## THE TASK
Recast the lines below as a numbered list, leaving out any blank lines.
------ RECORDS FOR THIS TASK ------
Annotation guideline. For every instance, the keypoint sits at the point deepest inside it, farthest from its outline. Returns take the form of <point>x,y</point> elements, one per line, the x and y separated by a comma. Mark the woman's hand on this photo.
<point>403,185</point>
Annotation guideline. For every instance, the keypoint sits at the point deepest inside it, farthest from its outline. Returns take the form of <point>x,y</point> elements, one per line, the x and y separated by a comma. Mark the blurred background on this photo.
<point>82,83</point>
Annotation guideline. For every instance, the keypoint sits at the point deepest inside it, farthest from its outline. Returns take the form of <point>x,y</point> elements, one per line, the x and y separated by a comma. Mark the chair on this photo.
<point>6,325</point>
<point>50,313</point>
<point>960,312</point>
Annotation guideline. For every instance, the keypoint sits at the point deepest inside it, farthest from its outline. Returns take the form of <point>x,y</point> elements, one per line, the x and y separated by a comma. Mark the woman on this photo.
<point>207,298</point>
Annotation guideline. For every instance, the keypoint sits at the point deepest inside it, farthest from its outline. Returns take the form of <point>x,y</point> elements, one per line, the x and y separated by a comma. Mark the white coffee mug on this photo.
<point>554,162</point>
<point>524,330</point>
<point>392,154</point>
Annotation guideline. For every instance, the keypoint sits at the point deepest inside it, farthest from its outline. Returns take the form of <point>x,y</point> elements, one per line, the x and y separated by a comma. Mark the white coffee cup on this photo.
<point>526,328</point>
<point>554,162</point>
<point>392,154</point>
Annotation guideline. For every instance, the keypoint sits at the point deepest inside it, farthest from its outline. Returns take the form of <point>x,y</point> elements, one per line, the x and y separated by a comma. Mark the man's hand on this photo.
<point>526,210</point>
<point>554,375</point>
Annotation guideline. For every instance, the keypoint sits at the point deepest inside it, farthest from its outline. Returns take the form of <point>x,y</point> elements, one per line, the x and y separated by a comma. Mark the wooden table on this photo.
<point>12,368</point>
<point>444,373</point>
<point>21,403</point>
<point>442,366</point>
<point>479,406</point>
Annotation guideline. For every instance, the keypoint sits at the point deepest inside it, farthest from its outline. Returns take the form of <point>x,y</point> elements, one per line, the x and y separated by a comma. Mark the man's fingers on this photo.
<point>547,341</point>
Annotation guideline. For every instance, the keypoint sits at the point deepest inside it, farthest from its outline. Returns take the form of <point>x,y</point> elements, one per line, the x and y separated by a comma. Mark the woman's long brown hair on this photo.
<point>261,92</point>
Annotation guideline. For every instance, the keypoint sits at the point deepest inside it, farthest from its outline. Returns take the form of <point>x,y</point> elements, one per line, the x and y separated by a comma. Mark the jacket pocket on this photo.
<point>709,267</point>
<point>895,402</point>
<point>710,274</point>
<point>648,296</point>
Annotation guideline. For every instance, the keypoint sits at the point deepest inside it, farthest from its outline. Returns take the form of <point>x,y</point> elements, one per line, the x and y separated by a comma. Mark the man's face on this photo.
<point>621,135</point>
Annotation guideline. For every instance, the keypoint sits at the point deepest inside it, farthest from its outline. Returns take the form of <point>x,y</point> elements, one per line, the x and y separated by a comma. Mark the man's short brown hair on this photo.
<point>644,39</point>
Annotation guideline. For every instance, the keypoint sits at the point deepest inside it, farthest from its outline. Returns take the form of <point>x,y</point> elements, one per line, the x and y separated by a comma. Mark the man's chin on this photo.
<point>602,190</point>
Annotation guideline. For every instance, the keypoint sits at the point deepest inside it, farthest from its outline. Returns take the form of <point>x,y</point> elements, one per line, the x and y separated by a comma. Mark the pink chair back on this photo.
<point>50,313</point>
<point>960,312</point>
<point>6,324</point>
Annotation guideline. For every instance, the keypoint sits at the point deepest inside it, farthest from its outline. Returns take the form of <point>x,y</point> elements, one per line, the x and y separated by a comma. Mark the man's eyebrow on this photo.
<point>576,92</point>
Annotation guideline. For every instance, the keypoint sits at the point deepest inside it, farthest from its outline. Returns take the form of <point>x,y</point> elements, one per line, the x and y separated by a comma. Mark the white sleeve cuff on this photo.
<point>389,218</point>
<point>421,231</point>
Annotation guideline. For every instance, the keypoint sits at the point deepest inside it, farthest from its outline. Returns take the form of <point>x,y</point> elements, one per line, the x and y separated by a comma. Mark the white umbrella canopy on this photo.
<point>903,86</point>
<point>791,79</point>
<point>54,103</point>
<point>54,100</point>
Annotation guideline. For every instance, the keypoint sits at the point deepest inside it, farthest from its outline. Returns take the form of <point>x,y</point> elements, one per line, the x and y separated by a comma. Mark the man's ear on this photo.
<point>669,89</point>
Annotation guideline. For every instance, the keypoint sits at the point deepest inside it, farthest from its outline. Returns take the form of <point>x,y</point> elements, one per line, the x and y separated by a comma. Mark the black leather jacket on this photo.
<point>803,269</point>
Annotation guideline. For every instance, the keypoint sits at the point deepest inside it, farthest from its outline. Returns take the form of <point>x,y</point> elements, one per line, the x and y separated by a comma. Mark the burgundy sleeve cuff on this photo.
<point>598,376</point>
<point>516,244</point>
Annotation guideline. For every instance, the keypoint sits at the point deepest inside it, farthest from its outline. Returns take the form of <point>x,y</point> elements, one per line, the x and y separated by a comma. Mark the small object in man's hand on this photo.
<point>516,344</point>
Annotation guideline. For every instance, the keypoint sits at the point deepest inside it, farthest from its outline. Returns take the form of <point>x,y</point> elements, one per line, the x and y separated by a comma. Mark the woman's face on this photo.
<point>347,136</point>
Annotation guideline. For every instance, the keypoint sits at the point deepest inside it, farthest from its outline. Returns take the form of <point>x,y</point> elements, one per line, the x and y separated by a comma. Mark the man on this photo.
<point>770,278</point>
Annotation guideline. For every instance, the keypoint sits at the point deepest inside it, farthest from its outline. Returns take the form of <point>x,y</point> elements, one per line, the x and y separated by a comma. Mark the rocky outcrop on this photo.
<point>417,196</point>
------
## TASK ANSWER
1. Annotation guideline. For every instance, the keypoint sits at the point deepest inside it, farthest from its outline. Returns take the form of <point>x,y</point> elements, one per line, the x and y separated by a comma. Mark the woman's hand on this photo.
2. <point>403,185</point>
3. Annotation guideline. For every instance, the keypoint sits at the point deepest inside it, farthest from its outline. Returns take the form of <point>x,y</point> elements, one per line, the x and y separated by a comma. Mark the blurred background on this photo.
4. <point>82,83</point>
5. Annotation guideline. For every instance, the keypoint sits at the point deepest inside it, farthest from its outline. Returns take the form of <point>x,y</point> elements, one per line, the x and y separated by a comma. Mark the chair on this photo.
6. <point>6,325</point>
7. <point>50,313</point>
8. <point>960,312</point>
9. Annotation guideline. For every instance, the keypoint sits at the point deepest inside it, farthest from its outline. Returns take the form of <point>x,y</point> elements, one per line, the x and y separated by a comma. Mark the woman on this photo.
10. <point>207,298</point>
11. Annotation guideline. For every instance, the keypoint sits at the point deepest inside it, farthest from its outline. Returns take the form of <point>x,y</point> elements, one per line, the x and y separated by a comma. Mark the white coffee mug on this photo.
12. <point>554,162</point>
13. <point>524,330</point>
14. <point>392,154</point>
15. Annotation guideline. For every instance, the keypoint sits at the point deepest inside it, farthest from its outline. Returns take the form of <point>x,y</point> elements, one per line, the x and y separated by a comma. Mark the white coffee cup on this photo.
16. <point>526,328</point>
17. <point>554,162</point>
18. <point>392,154</point>
19. Annotation guideline. For every instance, the keypoint sits at the point deepest inside it, farthest from its outline. Returns take the form of <point>x,y</point> elements, one per line, the x and y separated by a comma. Mark the man's hand on this photo.
20. <point>526,210</point>
21. <point>554,375</point>
22. Annotation guideline. For every instance, the keypoint sits at the point deepest inside it, farthest from its outline. Returns take the form of <point>x,y</point> elements, one per line, the x and y separated by a comma. Mark the wooden table on this photo.
23. <point>12,368</point>
24. <point>444,373</point>
25. <point>21,403</point>
26. <point>442,366</point>
27. <point>479,406</point>
28. Annotation guideline. For every instance, the keypoint sits at the point deepest inside it, farthest from its outline. Returns take the form of <point>x,y</point> elements, one per line, the x and y separated by a comma. Mark the man's fingers on this photo.
29. <point>547,341</point>
30. Annotation guideline. For every instance, the keypoint sits at the point deepest inside it, farthest from its outline. Returns take the form of <point>x,y</point> elements, one per line, the x and y separated by a comma. Mark the woman's long brown hair on this photo.
31. <point>261,92</point>
32. Annotation guideline. For every instance, the keypoint sits at the point deepest inside it, farthest from its outline. Returns take the form of <point>x,y</point> elements, one per line, the x and y separated by a comma. Mark the jacket pocket on this photo.
33. <point>709,267</point>
34. <point>895,402</point>
35. <point>710,274</point>
36. <point>648,296</point>
37. Annotation guideline. For every instance, the keypoint sits at the point deepest inside it, farthest from its outline. Returns take the form of <point>x,y</point> elements, one per line, the x and y separated by a comma. Mark the man's face on this photo.
38. <point>621,135</point>
39. Annotation guideline. For every instance, the keypoint sits at the point deepest inside it, farthest from its outline. Returns take the form of <point>x,y</point> elements, one per line, the x and y separated by a comma. Mark the man's short brown hair on this photo.
40. <point>644,39</point>
41. Annotation guideline. For every instance, the keypoint sits at the point deepest inside it, farthest from its outline. Returns take the form of <point>x,y</point> elements, one per line, the x and y separated by a comma. Mark the man's chin on this photo.
42. <point>602,190</point>
43. Annotation guideline. For every instance, the keypoint sits at the point deepest inside it, farthest from its outline. Returns take the form of <point>x,y</point> elements, one per line, the x and y separated by a comma. Mark the pink chair back on this photo.
44. <point>50,313</point>
45. <point>960,312</point>
46. <point>6,324</point>
47. Annotation guideline. For every instance, the keypoint sits at the point deepest inside it, farthest from its outline. Returns take the form of <point>x,y</point> elements, one per line, the x and y separated by a comma. Mark the man's eyebrow on this photo.
48. <point>576,92</point>
49. Annotation guideline. For every instance, the keypoint sits at the point deepest inside it, farthest from its outline. Returns take the form of <point>x,y</point> elements, one per line, the x and y separated by a comma. Mark the white sleeve cuff on this photo.
50. <point>389,218</point>
51. <point>421,231</point>
52. Annotation guideline. For every instance, the keypoint sits at the point deepest inside it, farthest from its outline. Returns take the form of <point>x,y</point> elements, one per line, the x and y separated by a comma. Mark the white umbrella canopy on this photo.
53. <point>903,86</point>
54. <point>791,79</point>
55. <point>54,103</point>
56. <point>54,100</point>
57. Annotation guideline. For every instance, the keypoint sits at the point deepest inside it, farthest from its outline. Returns take the form of <point>x,y</point> elements, one per line, the x and y separated by a comma. Mark the man's ear on this photo.
58. <point>669,89</point>
59. Annotation guideline. For every instance, the keypoint sits at the point deepest inside it, farthest from its outline. Returns take the form of <point>x,y</point> elements, one per line, the x and y separated by a comma. Mark the black leather jacket on this photo.
60. <point>803,269</point>
61. Annotation guideline. For every instance, the keypoint sits at the point deepest inside it, farthest from its outline. Returns take the form of <point>x,y</point> elements, one per line, the x and y separated by a comma. Mark the burgundy sleeve cuff on this photo.
62. <point>598,376</point>
63. <point>516,244</point>
64. Annotation guideline. For every instance, the keypoint sits at the point deepest inside it, farthest from its outline. Returns take the form of <point>x,y</point> elements, one per line, the x and y separated by a comma. Mark the small object in man's hand on this photo.
65. <point>516,344</point>
66. Annotation guideline. For every instance, the keypoint sits at the point deepest inside it, farthest from its outline. Returns take the form of <point>x,y</point> elements, one per line, the x and y separated by a comma. Mark the woman's face on this photo.
67. <point>347,136</point>
68. Annotation guideline. For every instance, the keypoint sits at the point deepest inside it, farthest from its outline. Returns take the form of <point>x,y</point> elements, one per line, the x and y separated by a comma. Mark the man on this photo.
69. <point>770,278</point>
70. Annotation guideline. For every instance, the keypoint sits at the point deepest inside it, farthest from its outline. Returns take the form of <point>x,y</point> elements, one per line, the x and y separated by a comma. Mark the rocky outcrop on this photo.
71. <point>417,196</point>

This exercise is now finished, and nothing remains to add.